▶ Instructions for the task: Repeat exactly, and only, the lines of the material below from the one that contains "Where can you see the man's hand" through its final line.

▶ Data under study:
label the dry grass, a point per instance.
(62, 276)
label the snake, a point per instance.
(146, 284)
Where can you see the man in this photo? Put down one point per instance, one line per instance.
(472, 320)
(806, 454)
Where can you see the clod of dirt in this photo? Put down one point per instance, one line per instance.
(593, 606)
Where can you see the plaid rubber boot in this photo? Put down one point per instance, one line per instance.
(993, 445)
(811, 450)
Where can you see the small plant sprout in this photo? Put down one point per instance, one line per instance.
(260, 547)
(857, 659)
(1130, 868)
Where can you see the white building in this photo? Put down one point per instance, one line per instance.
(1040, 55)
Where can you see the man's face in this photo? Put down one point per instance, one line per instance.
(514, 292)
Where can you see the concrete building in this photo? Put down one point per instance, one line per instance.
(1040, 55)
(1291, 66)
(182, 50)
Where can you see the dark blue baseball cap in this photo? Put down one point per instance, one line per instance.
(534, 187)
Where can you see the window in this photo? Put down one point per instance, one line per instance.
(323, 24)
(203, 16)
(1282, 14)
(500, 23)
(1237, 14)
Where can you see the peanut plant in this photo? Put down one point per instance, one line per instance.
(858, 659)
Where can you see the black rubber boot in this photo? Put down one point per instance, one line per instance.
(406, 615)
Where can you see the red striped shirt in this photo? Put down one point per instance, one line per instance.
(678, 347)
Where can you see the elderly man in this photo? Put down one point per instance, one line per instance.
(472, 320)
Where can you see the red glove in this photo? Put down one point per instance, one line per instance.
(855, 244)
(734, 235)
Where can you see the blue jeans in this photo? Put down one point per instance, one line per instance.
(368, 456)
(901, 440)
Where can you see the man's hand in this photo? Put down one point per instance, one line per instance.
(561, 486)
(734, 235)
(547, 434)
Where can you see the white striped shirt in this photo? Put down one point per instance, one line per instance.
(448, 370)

▶ Answer area:
Where can you see the man's hand in this photo? Put down one point per instance, one line per instance.
(561, 486)
(734, 235)
(547, 434)
Where can you see the white striped shirt in this photo? Put down one point per instance, one line per instance.
(448, 370)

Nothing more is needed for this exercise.